_文本部分_
┄┄┄┄┄┄┄┄┄┄

這兩天,我又親眼看到一個熱搜被撤。
周五下午一兩點的時候,一條#山東242人冒名頂替入學#的話題上了熱搜第二。
但我兩小時後再去看,已經消失的無隐無蹤。
不是被擠到了後邊,而是徹底不見,熱度被斷崖式削減。
242人,這還僅僅隻是一個省2018-2019年度的調查數據。
如果往遠了想,真的細思極恐。
教育背後的貓膩,最近因為一系列的新聞再次被推上風口浪尖。
高考雖然并不是唯一一條成才的出路,但它目前仍然是最公平的競争方式。
尤其是對于寒門學子而言。
然而,這份有限的「公平」還要被各種方式蠶食。
首先是這幾天熱議的「冠縣農家女被頂替上大學」事件。
被頂替的考生名叫陳春秀,山東聊城冠縣人。
她出身貧寒,父母都是農民,家裡的牆上還貼着精準扶貧的材料。
在父母眼中,陳春秀學習非常努力,他們就是砸鍋賣鐵,也要支持女兒上大學。
2004年,陳春秀參加高考,然而,她最終沒能等到屬于自己的錄取通知書。

┄┄┄┄┄┄┄┄┄┄

_所給資料_
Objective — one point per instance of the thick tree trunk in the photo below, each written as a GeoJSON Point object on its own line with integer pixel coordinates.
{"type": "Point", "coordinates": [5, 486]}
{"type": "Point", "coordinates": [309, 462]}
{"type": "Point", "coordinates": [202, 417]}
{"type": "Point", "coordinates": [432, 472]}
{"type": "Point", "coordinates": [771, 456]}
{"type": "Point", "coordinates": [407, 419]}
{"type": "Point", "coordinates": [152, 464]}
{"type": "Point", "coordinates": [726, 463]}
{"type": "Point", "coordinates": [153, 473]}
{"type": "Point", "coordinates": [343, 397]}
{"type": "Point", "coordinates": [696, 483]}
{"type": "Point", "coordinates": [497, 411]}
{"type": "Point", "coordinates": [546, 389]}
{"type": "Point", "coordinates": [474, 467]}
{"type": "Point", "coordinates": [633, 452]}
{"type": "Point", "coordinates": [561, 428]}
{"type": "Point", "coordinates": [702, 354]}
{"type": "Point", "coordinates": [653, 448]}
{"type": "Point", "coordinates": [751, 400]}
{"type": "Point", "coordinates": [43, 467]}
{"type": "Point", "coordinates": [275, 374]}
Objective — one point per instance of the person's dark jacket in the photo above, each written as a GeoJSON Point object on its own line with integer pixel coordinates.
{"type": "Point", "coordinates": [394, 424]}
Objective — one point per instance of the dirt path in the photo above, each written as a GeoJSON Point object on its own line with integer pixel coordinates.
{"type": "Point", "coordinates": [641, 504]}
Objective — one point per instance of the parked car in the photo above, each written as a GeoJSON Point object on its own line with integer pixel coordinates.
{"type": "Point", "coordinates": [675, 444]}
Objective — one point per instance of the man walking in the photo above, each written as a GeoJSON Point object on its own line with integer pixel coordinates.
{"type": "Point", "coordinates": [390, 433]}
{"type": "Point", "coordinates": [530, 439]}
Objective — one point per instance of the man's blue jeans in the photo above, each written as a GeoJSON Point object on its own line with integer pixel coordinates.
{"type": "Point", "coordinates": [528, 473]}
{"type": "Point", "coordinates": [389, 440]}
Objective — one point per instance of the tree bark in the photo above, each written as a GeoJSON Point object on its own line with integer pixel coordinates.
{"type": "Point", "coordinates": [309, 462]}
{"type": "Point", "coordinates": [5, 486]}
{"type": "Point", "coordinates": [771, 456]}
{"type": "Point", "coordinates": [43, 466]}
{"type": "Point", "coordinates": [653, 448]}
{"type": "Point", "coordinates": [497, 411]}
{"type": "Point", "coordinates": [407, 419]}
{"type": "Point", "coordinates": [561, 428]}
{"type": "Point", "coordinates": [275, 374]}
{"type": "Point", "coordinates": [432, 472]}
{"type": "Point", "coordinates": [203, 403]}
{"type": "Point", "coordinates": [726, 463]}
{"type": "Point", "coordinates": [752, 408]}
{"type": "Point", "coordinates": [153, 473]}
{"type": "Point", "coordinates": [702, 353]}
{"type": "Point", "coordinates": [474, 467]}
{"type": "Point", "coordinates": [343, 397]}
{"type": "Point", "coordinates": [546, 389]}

┄┄┄┄┄┄┄┄┄┄

_練習要求_
A. 請引用文本部分中從"高考雖然并不是唯一一條成才的出路,但它目前仍然是最公平的競争方式。"到"在父母眼中,陳春秀學習非常努力,他們就是砸鍋賣鐵,也要支持女兒上大學。"的這段原文。
B. 根據文本部分回答：
(i) 那條話題上了熱搜第幾名？
(ii) 242人是哪個年度的調查數據？
(iii) 陳春秀是哪一年參加高考的？

_參考答案_
A.
高考雖然并不是唯一一條成才的出路,但它目前仍然是最公平的競争方式。
尤其是對于寒門學子而言。
然而,這份有限的「公平」還要被各種方式蠶食。
首先是這幾天熱議的「冠縣農家女被頂替上大學」事件。
被頂替的考生名叫陳春秀,山東聊城冠縣人。
她出身貧寒,父母都是農民,家裡的牆上還貼着精準扶貧的材料。
在父母眼中,陳春秀學習非常努力,他們就是砸鍋賣鐵,也要支持女兒上大學。

B.
(i) 熱搜第二。
(ii) 2018-2019年度。
(iii) 2004年。